*** Begin section ***
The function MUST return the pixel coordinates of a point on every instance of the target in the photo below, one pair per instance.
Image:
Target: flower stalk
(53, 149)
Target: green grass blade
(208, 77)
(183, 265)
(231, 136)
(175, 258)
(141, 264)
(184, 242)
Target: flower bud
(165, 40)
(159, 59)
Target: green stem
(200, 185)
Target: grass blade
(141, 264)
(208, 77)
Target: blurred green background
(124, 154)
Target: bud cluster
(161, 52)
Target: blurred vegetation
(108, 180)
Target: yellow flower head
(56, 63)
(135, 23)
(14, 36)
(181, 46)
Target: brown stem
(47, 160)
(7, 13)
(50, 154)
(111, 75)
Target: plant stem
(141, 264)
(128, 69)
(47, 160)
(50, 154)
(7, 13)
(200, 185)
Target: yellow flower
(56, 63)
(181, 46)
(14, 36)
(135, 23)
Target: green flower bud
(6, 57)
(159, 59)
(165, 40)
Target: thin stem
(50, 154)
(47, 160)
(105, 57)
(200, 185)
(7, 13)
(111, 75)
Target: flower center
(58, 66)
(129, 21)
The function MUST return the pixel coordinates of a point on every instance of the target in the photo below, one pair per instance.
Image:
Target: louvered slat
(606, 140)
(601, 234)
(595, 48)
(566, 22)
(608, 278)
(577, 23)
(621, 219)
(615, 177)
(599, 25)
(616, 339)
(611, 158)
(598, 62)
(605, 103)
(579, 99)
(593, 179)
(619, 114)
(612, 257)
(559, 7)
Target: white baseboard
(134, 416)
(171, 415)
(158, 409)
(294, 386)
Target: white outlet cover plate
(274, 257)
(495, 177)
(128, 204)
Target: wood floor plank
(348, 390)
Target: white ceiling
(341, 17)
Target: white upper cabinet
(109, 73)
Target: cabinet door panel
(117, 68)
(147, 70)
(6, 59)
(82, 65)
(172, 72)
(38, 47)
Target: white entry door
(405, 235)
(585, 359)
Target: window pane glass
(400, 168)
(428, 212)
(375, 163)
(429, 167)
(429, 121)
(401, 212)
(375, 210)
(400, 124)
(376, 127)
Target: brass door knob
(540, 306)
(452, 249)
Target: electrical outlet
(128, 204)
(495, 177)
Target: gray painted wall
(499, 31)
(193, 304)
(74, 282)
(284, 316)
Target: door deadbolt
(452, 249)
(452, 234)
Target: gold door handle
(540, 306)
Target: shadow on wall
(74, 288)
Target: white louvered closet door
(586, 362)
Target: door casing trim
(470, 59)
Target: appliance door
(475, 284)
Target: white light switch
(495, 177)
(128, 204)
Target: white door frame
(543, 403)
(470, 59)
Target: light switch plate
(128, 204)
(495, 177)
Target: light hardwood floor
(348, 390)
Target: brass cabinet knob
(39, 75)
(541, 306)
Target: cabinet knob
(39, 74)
*** End section ***
_TASK TO COMPLETE_. All of the entries above should be written out verbatim.

_ANSWER BOX_.
The function MUST return the pixel coordinates of a point on every instance of the target in the photo below, one pair per instance.
Image:
Target: flower stalk
(53, 149)
Target: green grass blade
(208, 77)
(183, 265)
(231, 136)
(175, 258)
(141, 264)
(184, 242)
Target: flower bud
(165, 40)
(159, 59)
Target: green stem
(200, 185)
Target: grass blade
(141, 264)
(208, 77)
Target: blurred green background
(124, 154)
Target: bud cluster
(161, 52)
Target: blurred vegetation
(108, 180)
Target: yellow flower head
(56, 63)
(135, 23)
(14, 36)
(181, 46)
Target: brown stem
(47, 160)
(7, 13)
(50, 154)
(111, 75)
Target: plant stem
(141, 264)
(128, 69)
(47, 160)
(50, 154)
(7, 13)
(200, 185)
Target: yellow flower
(56, 63)
(181, 46)
(14, 36)
(135, 23)
Target: green flower bud
(6, 57)
(159, 59)
(165, 40)
Target: thin stem
(50, 154)
(47, 160)
(105, 57)
(200, 185)
(7, 13)
(111, 75)
Target: flower center
(58, 66)
(129, 21)
The function MUST return the pixel coordinates of a point on every instance of the target in the photo below, one pair per instance.
Image:
Target: louvered slat
(606, 140)
(601, 234)
(595, 48)
(566, 22)
(608, 278)
(577, 23)
(621, 219)
(615, 177)
(599, 25)
(616, 339)
(611, 158)
(598, 62)
(605, 103)
(579, 99)
(593, 179)
(619, 114)
(612, 257)
(559, 7)
Target: white baseboard
(134, 416)
(171, 415)
(158, 409)
(294, 386)
Target: white outlet cover plate
(274, 257)
(495, 177)
(128, 204)
Target: wood floor plank
(348, 390)
Target: white ceiling
(341, 17)
Target: white upper cabinet
(109, 73)
Target: cabinet door panel
(117, 68)
(147, 70)
(6, 59)
(82, 65)
(172, 72)
(38, 47)
Target: white entry door
(405, 235)
(585, 359)
Target: window pane glass
(400, 168)
(428, 212)
(375, 163)
(429, 167)
(429, 121)
(401, 212)
(375, 210)
(400, 124)
(376, 127)
Target: brass door knob
(540, 306)
(452, 249)
Target: electrical outlet
(128, 204)
(495, 177)
Target: gray painted wall
(499, 31)
(193, 304)
(74, 282)
(284, 316)
Target: door deadbolt
(452, 249)
(452, 234)
Target: gold door handle
(540, 306)
Target: shadow on wall
(74, 288)
Target: white louvered closet door
(586, 362)
Target: door casing trim
(470, 59)
Target: appliance door
(475, 284)
Target: white light switch
(495, 177)
(128, 204)
Target: white door frame
(543, 403)
(470, 59)
Target: light switch plate
(128, 204)
(495, 177)
Target: light hardwood floor
(348, 390)
Target: brass cabinet knob
(39, 75)
(541, 306)
Target: cabinet knob
(39, 74)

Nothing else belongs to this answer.